Passage shown »
───

Adaora Lily Ulasi  (born 1932) was a Nigerian journalist and novelist. She is said to have been the first West African woman to earn a degree in journalism. As a journalist, she has worked for the BBC and Voice of America. As a novelist she wrote detective fiction in English, "adapting the genre of the crime thriller to an Igbo or Yoruba context".

Biography
Born in Aba, Eastern Nigeria, daughter of an Igbo Chief, she attended the local missionary school, but at the age of 15 was sent to the U.S. to study. After graduating from high school she then studied at Pepperdine University and at the University of Southern California, earning a BA in journalism in 1954. She supplemented her income by writing the occasional newspaper column, working as a nanny, and as a film extra appearing, for example, in the 1953 film White Witch Doctor that starred Susan Hayward and Robert Mitchum.

───

Records for processing »
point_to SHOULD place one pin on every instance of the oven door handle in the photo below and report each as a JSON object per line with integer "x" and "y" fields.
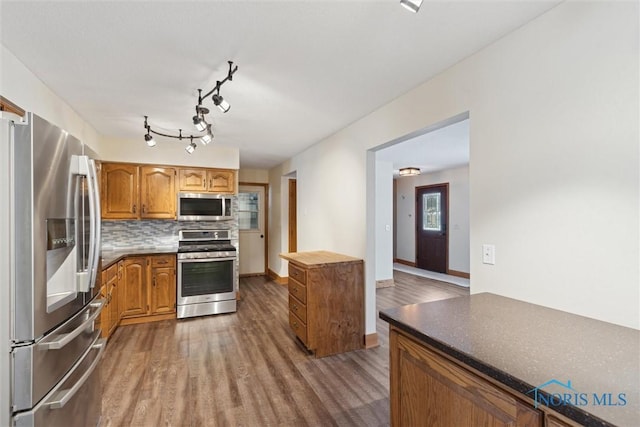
{"x": 186, "y": 261}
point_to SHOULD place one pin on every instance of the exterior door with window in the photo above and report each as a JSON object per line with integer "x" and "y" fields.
{"x": 251, "y": 210}
{"x": 431, "y": 227}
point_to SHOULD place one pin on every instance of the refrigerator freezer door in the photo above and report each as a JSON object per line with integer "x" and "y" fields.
{"x": 48, "y": 212}
{"x": 75, "y": 401}
{"x": 38, "y": 367}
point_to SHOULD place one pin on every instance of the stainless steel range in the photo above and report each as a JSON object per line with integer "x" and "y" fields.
{"x": 207, "y": 279}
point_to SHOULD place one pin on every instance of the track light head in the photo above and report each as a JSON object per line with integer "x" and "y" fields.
{"x": 220, "y": 103}
{"x": 206, "y": 139}
{"x": 199, "y": 122}
{"x": 191, "y": 147}
{"x": 411, "y": 5}
{"x": 150, "y": 141}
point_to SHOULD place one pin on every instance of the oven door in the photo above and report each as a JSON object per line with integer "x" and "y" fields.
{"x": 206, "y": 280}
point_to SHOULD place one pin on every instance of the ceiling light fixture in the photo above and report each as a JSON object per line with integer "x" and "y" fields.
{"x": 411, "y": 5}
{"x": 149, "y": 139}
{"x": 411, "y": 171}
{"x": 152, "y": 143}
{"x": 208, "y": 137}
{"x": 199, "y": 120}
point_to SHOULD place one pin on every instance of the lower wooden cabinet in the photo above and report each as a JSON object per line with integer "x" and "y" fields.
{"x": 326, "y": 301}
{"x": 428, "y": 389}
{"x": 110, "y": 316}
{"x": 149, "y": 288}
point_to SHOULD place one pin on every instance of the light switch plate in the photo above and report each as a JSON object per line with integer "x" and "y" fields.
{"x": 488, "y": 254}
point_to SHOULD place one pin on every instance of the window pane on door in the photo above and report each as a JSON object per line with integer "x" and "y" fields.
{"x": 248, "y": 211}
{"x": 431, "y": 215}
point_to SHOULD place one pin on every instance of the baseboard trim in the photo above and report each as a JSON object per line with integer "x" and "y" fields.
{"x": 459, "y": 274}
{"x": 146, "y": 319}
{"x": 384, "y": 283}
{"x": 279, "y": 280}
{"x": 252, "y": 275}
{"x": 371, "y": 340}
{"x": 401, "y": 261}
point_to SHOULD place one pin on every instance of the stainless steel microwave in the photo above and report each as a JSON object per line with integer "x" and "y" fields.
{"x": 204, "y": 207}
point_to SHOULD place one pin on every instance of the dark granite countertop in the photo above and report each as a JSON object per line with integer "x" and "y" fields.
{"x": 109, "y": 257}
{"x": 525, "y": 345}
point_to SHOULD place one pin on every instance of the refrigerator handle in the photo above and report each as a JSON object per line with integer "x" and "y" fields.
{"x": 66, "y": 395}
{"x": 95, "y": 218}
{"x": 65, "y": 339}
{"x": 88, "y": 168}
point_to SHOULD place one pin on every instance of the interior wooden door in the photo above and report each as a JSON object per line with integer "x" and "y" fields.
{"x": 253, "y": 232}
{"x": 432, "y": 241}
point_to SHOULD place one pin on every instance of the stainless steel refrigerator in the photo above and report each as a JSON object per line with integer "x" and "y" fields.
{"x": 54, "y": 234}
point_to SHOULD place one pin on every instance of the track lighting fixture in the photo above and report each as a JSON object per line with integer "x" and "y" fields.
{"x": 217, "y": 99}
{"x": 410, "y": 171}
{"x": 220, "y": 103}
{"x": 149, "y": 139}
{"x": 191, "y": 147}
{"x": 411, "y": 5}
{"x": 208, "y": 137}
{"x": 199, "y": 120}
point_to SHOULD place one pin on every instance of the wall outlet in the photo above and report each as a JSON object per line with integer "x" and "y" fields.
{"x": 489, "y": 254}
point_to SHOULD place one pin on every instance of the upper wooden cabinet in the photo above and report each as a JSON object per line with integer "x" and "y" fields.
{"x": 209, "y": 180}
{"x": 119, "y": 185}
{"x": 157, "y": 192}
{"x": 138, "y": 192}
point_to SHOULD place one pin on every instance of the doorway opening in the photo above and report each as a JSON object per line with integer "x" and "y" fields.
{"x": 253, "y": 231}
{"x": 441, "y": 154}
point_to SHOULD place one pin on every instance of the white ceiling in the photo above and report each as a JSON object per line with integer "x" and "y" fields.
{"x": 444, "y": 148}
{"x": 306, "y": 68}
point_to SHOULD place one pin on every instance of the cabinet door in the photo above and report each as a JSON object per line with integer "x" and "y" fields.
{"x": 163, "y": 290}
{"x": 114, "y": 315}
{"x": 221, "y": 181}
{"x": 104, "y": 319}
{"x": 157, "y": 192}
{"x": 429, "y": 389}
{"x": 134, "y": 287}
{"x": 119, "y": 193}
{"x": 192, "y": 180}
{"x": 121, "y": 291}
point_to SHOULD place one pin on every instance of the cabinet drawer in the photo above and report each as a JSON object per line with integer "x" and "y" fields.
{"x": 298, "y": 290}
{"x": 298, "y": 274}
{"x": 163, "y": 261}
{"x": 298, "y": 308}
{"x": 111, "y": 272}
{"x": 299, "y": 327}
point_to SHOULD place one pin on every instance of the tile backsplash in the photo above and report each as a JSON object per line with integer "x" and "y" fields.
{"x": 153, "y": 234}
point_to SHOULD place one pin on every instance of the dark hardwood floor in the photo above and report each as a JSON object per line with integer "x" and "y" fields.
{"x": 246, "y": 369}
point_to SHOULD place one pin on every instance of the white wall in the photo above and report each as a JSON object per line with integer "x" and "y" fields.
{"x": 554, "y": 163}
{"x": 458, "y": 180}
{"x": 20, "y": 86}
{"x": 168, "y": 152}
{"x": 259, "y": 176}
{"x": 383, "y": 220}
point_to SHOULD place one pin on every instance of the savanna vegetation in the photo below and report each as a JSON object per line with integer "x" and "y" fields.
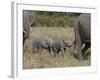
{"x": 53, "y": 25}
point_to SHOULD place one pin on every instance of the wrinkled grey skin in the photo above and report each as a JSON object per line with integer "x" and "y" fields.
{"x": 27, "y": 22}
{"x": 60, "y": 45}
{"x": 41, "y": 43}
{"x": 82, "y": 34}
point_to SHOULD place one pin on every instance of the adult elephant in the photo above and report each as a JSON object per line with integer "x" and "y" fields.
{"x": 27, "y": 22}
{"x": 82, "y": 34}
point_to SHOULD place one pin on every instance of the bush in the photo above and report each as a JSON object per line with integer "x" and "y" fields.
{"x": 53, "y": 19}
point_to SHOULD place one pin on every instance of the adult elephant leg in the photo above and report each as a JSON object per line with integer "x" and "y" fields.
{"x": 87, "y": 45}
{"x": 79, "y": 49}
{"x": 78, "y": 42}
{"x": 62, "y": 51}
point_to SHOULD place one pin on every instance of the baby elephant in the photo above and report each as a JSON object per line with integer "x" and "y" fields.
{"x": 41, "y": 43}
{"x": 60, "y": 46}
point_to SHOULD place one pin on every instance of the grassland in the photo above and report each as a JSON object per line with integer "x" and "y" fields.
{"x": 33, "y": 61}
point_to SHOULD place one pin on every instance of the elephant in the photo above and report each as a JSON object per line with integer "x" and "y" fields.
{"x": 38, "y": 44}
{"x": 28, "y": 20}
{"x": 59, "y": 45}
{"x": 82, "y": 35}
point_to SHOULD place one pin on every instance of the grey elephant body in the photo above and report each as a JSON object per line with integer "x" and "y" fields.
{"x": 82, "y": 34}
{"x": 60, "y": 45}
{"x": 27, "y": 22}
{"x": 41, "y": 43}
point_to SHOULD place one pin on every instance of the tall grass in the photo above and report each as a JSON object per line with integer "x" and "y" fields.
{"x": 35, "y": 60}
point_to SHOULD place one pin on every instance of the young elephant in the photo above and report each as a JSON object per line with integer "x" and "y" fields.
{"x": 60, "y": 46}
{"x": 41, "y": 43}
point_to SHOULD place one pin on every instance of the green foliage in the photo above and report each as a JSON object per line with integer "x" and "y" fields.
{"x": 53, "y": 19}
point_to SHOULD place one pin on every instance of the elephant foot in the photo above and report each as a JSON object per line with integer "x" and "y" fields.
{"x": 78, "y": 57}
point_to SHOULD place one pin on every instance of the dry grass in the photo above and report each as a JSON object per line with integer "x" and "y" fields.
{"x": 32, "y": 61}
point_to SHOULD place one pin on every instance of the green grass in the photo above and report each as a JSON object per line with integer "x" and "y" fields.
{"x": 32, "y": 61}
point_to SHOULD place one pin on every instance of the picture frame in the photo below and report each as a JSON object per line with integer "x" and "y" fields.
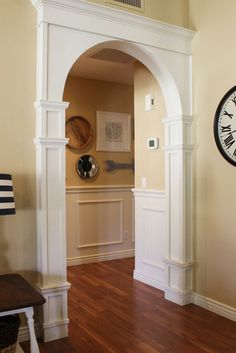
{"x": 113, "y": 131}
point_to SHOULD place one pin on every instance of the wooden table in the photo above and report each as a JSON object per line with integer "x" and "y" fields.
{"x": 18, "y": 296}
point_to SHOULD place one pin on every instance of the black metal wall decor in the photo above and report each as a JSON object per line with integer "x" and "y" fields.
{"x": 87, "y": 166}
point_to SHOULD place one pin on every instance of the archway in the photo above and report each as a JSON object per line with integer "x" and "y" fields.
{"x": 63, "y": 35}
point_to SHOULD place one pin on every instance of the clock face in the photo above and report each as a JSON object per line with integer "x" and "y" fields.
{"x": 225, "y": 126}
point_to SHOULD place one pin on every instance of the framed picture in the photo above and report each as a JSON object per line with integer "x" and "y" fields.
{"x": 113, "y": 132}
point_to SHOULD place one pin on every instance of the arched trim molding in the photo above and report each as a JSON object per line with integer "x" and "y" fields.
{"x": 65, "y": 30}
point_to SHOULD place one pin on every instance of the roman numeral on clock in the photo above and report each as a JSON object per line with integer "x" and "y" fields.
{"x": 229, "y": 141}
{"x": 228, "y": 114}
{"x": 234, "y": 100}
{"x": 226, "y": 128}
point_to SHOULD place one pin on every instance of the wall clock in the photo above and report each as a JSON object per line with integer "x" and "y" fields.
{"x": 225, "y": 126}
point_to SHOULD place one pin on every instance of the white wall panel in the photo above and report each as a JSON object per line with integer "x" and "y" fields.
{"x": 150, "y": 242}
{"x": 99, "y": 223}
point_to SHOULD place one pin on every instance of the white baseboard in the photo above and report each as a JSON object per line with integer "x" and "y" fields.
{"x": 55, "y": 331}
{"x": 23, "y": 334}
{"x": 149, "y": 280}
{"x": 216, "y": 307}
{"x": 73, "y": 261}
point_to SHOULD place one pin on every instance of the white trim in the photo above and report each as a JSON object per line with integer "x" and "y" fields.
{"x": 149, "y": 280}
{"x": 177, "y": 296}
{"x": 50, "y": 141}
{"x": 149, "y": 193}
{"x": 98, "y": 188}
{"x": 214, "y": 306}
{"x": 154, "y": 33}
{"x": 51, "y": 105}
{"x": 24, "y": 335}
{"x": 177, "y": 264}
{"x": 74, "y": 261}
{"x": 19, "y": 349}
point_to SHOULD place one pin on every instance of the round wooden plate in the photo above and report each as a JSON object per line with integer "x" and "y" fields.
{"x": 79, "y": 132}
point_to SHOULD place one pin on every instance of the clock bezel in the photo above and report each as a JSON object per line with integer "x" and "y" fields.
{"x": 216, "y": 124}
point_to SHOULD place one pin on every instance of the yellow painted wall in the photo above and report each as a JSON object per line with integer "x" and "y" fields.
{"x": 214, "y": 57}
{"x": 86, "y": 97}
{"x": 17, "y": 130}
{"x": 148, "y": 163}
{"x": 171, "y": 11}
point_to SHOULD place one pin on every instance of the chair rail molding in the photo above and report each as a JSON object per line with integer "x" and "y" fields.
{"x": 66, "y": 29}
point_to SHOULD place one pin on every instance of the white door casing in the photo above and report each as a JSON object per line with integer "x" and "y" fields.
{"x": 66, "y": 29}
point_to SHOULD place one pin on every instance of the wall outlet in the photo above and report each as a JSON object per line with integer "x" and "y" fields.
{"x": 144, "y": 182}
{"x": 149, "y": 102}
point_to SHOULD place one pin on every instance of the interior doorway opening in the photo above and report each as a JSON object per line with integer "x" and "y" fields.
{"x": 63, "y": 36}
{"x": 107, "y": 87}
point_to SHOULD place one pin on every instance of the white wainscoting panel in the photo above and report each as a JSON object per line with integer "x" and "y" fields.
{"x": 150, "y": 242}
{"x": 100, "y": 223}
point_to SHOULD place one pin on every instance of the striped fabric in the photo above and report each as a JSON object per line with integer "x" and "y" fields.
{"x": 7, "y": 204}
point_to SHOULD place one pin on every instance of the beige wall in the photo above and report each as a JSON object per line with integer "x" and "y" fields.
{"x": 86, "y": 97}
{"x": 214, "y": 57}
{"x": 148, "y": 163}
{"x": 171, "y": 11}
{"x": 17, "y": 152}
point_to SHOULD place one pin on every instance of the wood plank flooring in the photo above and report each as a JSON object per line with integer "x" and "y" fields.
{"x": 112, "y": 313}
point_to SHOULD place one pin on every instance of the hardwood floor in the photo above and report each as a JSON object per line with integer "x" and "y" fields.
{"x": 112, "y": 313}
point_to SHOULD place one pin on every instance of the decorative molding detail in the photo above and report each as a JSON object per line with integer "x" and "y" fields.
{"x": 24, "y": 335}
{"x": 165, "y": 50}
{"x": 185, "y": 148}
{"x": 98, "y": 188}
{"x": 183, "y": 118}
{"x": 51, "y": 105}
{"x": 150, "y": 213}
{"x": 56, "y": 320}
{"x": 51, "y": 142}
{"x": 160, "y": 194}
{"x": 150, "y": 263}
{"x": 177, "y": 264}
{"x": 100, "y": 244}
{"x": 216, "y": 307}
{"x": 164, "y": 35}
{"x": 120, "y": 218}
{"x": 73, "y": 261}
{"x": 177, "y": 296}
{"x": 151, "y": 281}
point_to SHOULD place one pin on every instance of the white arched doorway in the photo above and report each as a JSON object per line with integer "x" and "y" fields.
{"x": 66, "y": 29}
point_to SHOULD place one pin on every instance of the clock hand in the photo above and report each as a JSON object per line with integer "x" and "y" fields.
{"x": 231, "y": 132}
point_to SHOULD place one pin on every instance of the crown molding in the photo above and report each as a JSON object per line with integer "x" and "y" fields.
{"x": 47, "y": 12}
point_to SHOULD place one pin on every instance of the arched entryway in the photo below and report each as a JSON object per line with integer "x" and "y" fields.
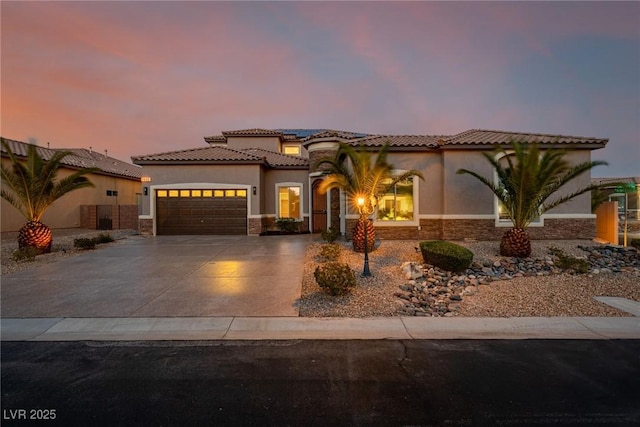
{"x": 319, "y": 208}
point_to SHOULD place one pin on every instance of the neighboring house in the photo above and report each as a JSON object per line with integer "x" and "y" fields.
{"x": 619, "y": 189}
{"x": 244, "y": 180}
{"x": 112, "y": 203}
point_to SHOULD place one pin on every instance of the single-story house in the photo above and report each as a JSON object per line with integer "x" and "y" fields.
{"x": 111, "y": 204}
{"x": 242, "y": 181}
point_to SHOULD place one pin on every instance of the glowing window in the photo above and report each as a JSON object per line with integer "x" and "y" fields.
{"x": 293, "y": 150}
{"x": 397, "y": 203}
{"x": 289, "y": 202}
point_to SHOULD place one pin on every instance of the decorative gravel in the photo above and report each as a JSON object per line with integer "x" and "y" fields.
{"x": 544, "y": 296}
{"x": 62, "y": 247}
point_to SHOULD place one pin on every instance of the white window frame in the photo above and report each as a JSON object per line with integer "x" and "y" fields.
{"x": 416, "y": 207}
{"x": 280, "y": 185}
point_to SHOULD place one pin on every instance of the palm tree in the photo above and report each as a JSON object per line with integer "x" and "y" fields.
{"x": 34, "y": 188}
{"x": 360, "y": 177}
{"x": 525, "y": 185}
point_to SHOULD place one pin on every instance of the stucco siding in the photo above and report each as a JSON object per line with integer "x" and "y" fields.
{"x": 65, "y": 212}
{"x": 243, "y": 142}
{"x": 464, "y": 194}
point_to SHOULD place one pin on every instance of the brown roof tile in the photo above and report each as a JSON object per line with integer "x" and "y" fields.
{"x": 278, "y": 159}
{"x": 81, "y": 158}
{"x": 222, "y": 154}
{"x": 481, "y": 137}
{"x": 252, "y": 132}
{"x": 215, "y": 153}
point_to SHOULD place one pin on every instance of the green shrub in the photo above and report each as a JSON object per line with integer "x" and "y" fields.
{"x": 28, "y": 253}
{"x": 330, "y": 251}
{"x": 104, "y": 238}
{"x": 84, "y": 243}
{"x": 335, "y": 278}
{"x": 567, "y": 262}
{"x": 287, "y": 224}
{"x": 330, "y": 235}
{"x": 446, "y": 255}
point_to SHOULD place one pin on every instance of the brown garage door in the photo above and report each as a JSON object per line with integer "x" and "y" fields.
{"x": 201, "y": 211}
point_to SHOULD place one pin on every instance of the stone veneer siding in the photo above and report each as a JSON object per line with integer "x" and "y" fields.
{"x": 145, "y": 226}
{"x": 482, "y": 229}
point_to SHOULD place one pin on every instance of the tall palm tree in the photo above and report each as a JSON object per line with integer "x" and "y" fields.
{"x": 361, "y": 177}
{"x": 33, "y": 188}
{"x": 525, "y": 185}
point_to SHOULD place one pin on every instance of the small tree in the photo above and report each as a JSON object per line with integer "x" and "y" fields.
{"x": 524, "y": 187}
{"x": 360, "y": 176}
{"x": 32, "y": 187}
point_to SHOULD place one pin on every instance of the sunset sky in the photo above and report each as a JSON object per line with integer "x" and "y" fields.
{"x": 145, "y": 77}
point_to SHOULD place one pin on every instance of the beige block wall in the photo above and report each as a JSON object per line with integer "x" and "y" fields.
{"x": 65, "y": 212}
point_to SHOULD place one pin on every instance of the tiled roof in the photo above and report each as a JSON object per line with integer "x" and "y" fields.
{"x": 81, "y": 158}
{"x": 284, "y": 134}
{"x": 470, "y": 138}
{"x": 306, "y": 133}
{"x": 215, "y": 153}
{"x": 405, "y": 141}
{"x": 252, "y": 132}
{"x": 496, "y": 137}
{"x": 278, "y": 159}
{"x": 220, "y": 153}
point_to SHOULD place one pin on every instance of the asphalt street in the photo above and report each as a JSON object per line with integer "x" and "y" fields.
{"x": 324, "y": 383}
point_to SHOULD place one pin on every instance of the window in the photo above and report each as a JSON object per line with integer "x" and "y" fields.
{"x": 289, "y": 201}
{"x": 292, "y": 150}
{"x": 397, "y": 203}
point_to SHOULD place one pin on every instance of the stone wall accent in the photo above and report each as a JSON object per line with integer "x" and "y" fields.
{"x": 89, "y": 217}
{"x": 145, "y": 226}
{"x": 558, "y": 229}
{"x": 478, "y": 229}
{"x": 482, "y": 229}
{"x": 255, "y": 226}
{"x": 122, "y": 217}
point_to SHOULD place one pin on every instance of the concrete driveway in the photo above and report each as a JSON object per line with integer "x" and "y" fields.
{"x": 165, "y": 276}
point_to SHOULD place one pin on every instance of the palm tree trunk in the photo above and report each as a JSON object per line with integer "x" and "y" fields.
{"x": 516, "y": 243}
{"x": 359, "y": 233}
{"x": 36, "y": 235}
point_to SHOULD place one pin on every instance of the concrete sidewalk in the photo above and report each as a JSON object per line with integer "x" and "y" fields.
{"x": 296, "y": 328}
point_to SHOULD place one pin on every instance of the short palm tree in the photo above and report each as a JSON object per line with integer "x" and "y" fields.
{"x": 361, "y": 177}
{"x": 524, "y": 186}
{"x": 33, "y": 188}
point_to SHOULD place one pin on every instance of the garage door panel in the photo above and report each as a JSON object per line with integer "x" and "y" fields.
{"x": 197, "y": 212}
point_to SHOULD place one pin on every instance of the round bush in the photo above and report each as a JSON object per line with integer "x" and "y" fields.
{"x": 335, "y": 278}
{"x": 446, "y": 255}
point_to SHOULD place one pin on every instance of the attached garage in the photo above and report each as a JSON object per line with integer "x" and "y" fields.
{"x": 195, "y": 211}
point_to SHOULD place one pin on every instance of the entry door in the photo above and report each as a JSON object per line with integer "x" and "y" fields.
{"x": 319, "y": 209}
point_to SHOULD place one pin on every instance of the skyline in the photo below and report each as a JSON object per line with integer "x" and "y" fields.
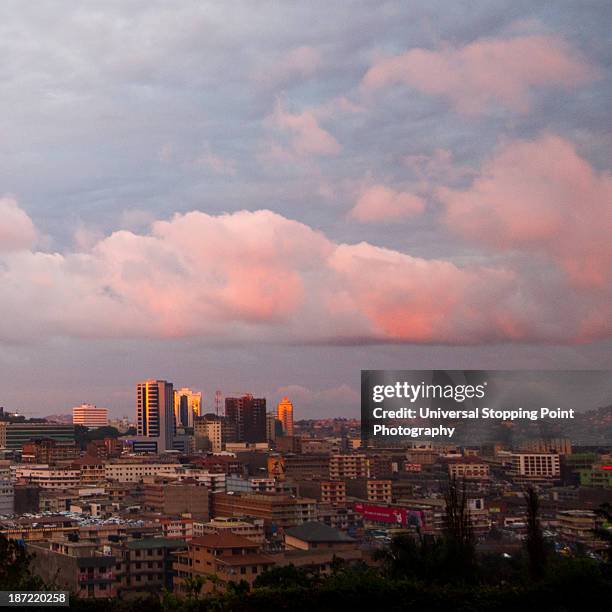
{"x": 200, "y": 195}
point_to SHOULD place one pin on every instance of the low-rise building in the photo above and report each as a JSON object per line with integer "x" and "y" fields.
{"x": 228, "y": 557}
{"x": 77, "y": 567}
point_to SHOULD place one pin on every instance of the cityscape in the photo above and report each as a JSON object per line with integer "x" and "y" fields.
{"x": 306, "y": 305}
{"x": 151, "y": 504}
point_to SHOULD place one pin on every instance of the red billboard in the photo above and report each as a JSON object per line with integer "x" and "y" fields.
{"x": 400, "y": 517}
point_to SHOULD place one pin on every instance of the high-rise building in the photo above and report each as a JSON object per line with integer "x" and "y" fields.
{"x": 249, "y": 415}
{"x": 187, "y": 405}
{"x": 155, "y": 412}
{"x": 284, "y": 413}
{"x": 89, "y": 415}
{"x": 273, "y": 426}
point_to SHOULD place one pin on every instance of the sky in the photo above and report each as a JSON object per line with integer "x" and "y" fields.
{"x": 269, "y": 197}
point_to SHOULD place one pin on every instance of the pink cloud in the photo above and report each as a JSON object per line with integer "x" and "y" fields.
{"x": 302, "y": 61}
{"x": 17, "y": 231}
{"x": 307, "y": 136}
{"x": 487, "y": 72}
{"x": 258, "y": 276}
{"x": 379, "y": 203}
{"x": 540, "y": 196}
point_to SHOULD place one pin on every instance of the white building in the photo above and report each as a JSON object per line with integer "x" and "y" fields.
{"x": 89, "y": 415}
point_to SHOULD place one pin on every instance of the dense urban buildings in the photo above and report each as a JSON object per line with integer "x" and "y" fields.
{"x": 187, "y": 406}
{"x": 249, "y": 491}
{"x": 248, "y": 413}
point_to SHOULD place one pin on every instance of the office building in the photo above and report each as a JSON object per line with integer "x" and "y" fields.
{"x": 17, "y": 434}
{"x": 249, "y": 415}
{"x": 46, "y": 450}
{"x": 7, "y": 493}
{"x": 232, "y": 558}
{"x": 155, "y": 412}
{"x": 187, "y": 406}
{"x": 284, "y": 413}
{"x": 89, "y": 415}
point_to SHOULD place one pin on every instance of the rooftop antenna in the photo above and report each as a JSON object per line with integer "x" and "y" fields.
{"x": 217, "y": 402}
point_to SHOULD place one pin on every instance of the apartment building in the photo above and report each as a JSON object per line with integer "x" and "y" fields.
{"x": 137, "y": 471}
{"x": 247, "y": 527}
{"x": 145, "y": 565}
{"x": 77, "y": 567}
{"x": 348, "y": 466}
{"x": 176, "y": 498}
{"x": 468, "y": 468}
{"x": 48, "y": 477}
{"x": 535, "y": 466}
{"x": 278, "y": 511}
{"x": 227, "y": 556}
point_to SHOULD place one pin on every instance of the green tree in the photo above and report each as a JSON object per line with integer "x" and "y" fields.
{"x": 534, "y": 542}
{"x": 15, "y": 572}
{"x": 459, "y": 541}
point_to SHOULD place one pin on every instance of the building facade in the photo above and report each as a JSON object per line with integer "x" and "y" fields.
{"x": 89, "y": 415}
{"x": 155, "y": 412}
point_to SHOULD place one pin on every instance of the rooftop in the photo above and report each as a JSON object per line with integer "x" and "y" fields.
{"x": 314, "y": 531}
{"x": 147, "y": 543}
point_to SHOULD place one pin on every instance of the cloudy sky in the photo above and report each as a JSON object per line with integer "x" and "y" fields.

───

Objectives »
A – Gather every line of the records that contains the word "picture".
B – Pick up the passage on Adaora Lily Ulasi after its final sentence and continue writing it.
The text about Adaora Lily Ulasi and the records were taken from separate sources.

Answers to the tasks »
A –
point_to SHOULD place one pin on every instance of the picture frame in the photo below and report each as a JSON object per line with integer "x" and "y" fields.
point_to SHOULD place one pin on every instance of the framed picture in the photo above and report each as a JSON object per line with integer "x" and "y" fields.

B –
In the 1960s she was women's page editor of the Daily Times of Nigeria. She subsequently married Deryk James and had three children Heather, Angela and Martin. After her divorce in 1972 she went to Nigeria as editor of Woman's World magazine, and in 1976 returned to England. 

Her first novel, Many Thing You No Understand (1970), "controversially (for the first time) used pidgin English to dramatise the interaction between colonial officers and local people in the pre-independence era, as did her subsequent works, Many Thing Begin For Change (1971), Who Is Jonah? (1978) and The Man from Sagamu (1978). By contrast, The Night Harry Died (1974) is set in southern USA." Ulasi worked at the Times Complex in Lagos, Nigeria.

Bibliography

Many Thing You No Understand – London: Michael Joseph, 1970; Fontana, 1973
Many Thing Begin For Change – London: Michael Joseph, 1971; Fontana, 1975
The Night Harry Died – Lagos: Research Institute Nigeria, 1974
Who Is Jonah? – Ibadan: Onibonoje Press, 1978
The Man From Sagamu – London: Collins/Fontana, 1978; New York: Collier Macmillan, 1978

See also
 List of Nigerian women writers

References

External links 
 "56 Years of Nigerian Literature: Adaora Lily Ulasi", Bookshy, October 2016.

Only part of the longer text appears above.